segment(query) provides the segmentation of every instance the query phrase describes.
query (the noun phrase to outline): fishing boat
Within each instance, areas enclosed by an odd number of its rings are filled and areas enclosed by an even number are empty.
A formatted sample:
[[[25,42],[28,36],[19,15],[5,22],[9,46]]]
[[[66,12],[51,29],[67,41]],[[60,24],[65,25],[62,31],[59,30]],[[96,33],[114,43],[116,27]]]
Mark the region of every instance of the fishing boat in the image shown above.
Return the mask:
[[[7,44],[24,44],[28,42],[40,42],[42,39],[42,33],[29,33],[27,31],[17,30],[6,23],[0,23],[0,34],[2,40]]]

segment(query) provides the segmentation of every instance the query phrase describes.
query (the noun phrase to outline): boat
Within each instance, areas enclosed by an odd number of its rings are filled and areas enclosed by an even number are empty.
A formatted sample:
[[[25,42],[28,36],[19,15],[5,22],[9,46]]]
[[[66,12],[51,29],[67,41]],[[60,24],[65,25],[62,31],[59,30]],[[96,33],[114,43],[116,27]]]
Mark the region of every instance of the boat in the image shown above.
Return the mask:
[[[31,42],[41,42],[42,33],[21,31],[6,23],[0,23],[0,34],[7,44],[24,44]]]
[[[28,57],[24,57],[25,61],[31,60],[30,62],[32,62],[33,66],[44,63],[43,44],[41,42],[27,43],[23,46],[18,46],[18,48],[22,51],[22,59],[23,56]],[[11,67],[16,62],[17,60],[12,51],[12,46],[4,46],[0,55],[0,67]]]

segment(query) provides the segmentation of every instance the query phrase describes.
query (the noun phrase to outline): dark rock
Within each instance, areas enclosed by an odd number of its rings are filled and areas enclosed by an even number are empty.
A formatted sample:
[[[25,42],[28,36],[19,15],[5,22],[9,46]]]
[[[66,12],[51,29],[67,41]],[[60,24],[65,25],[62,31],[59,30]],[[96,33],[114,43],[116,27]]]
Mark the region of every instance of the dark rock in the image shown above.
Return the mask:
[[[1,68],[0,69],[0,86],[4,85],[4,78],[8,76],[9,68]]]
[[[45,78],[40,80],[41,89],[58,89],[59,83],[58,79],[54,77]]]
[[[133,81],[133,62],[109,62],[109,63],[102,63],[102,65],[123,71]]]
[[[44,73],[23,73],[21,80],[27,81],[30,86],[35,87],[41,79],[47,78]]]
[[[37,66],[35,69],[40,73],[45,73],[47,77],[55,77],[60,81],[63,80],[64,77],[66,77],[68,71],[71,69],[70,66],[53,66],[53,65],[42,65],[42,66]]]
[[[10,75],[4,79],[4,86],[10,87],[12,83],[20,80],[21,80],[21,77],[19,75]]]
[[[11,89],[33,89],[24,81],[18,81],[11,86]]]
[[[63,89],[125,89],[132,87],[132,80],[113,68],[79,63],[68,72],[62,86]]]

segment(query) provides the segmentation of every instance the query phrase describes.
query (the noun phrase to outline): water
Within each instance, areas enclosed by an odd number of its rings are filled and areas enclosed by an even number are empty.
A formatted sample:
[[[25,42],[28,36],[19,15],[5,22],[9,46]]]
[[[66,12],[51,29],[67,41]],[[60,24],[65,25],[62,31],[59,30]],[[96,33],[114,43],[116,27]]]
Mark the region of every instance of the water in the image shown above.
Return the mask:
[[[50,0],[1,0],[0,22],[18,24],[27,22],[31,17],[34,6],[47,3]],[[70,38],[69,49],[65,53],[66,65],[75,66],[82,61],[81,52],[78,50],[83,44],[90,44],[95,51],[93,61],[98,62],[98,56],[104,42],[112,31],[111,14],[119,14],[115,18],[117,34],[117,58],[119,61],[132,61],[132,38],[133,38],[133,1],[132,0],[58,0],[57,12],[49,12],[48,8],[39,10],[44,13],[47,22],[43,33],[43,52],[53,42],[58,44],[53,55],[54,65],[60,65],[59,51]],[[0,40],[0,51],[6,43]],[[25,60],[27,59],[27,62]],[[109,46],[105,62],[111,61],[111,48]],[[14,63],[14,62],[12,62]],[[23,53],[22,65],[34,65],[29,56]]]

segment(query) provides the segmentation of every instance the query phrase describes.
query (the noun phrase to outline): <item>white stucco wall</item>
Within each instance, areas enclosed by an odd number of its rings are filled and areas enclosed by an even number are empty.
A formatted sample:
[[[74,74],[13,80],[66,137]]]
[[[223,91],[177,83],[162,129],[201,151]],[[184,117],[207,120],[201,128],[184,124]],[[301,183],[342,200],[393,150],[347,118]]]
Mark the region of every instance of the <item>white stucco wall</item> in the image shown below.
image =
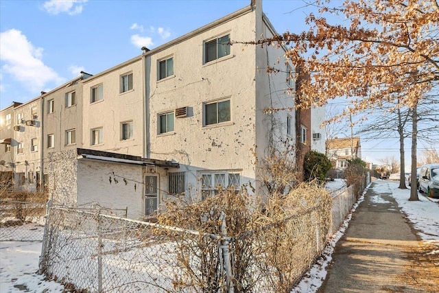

----------------

State how many lines in the entries above contain the string "image", giving only the number.

6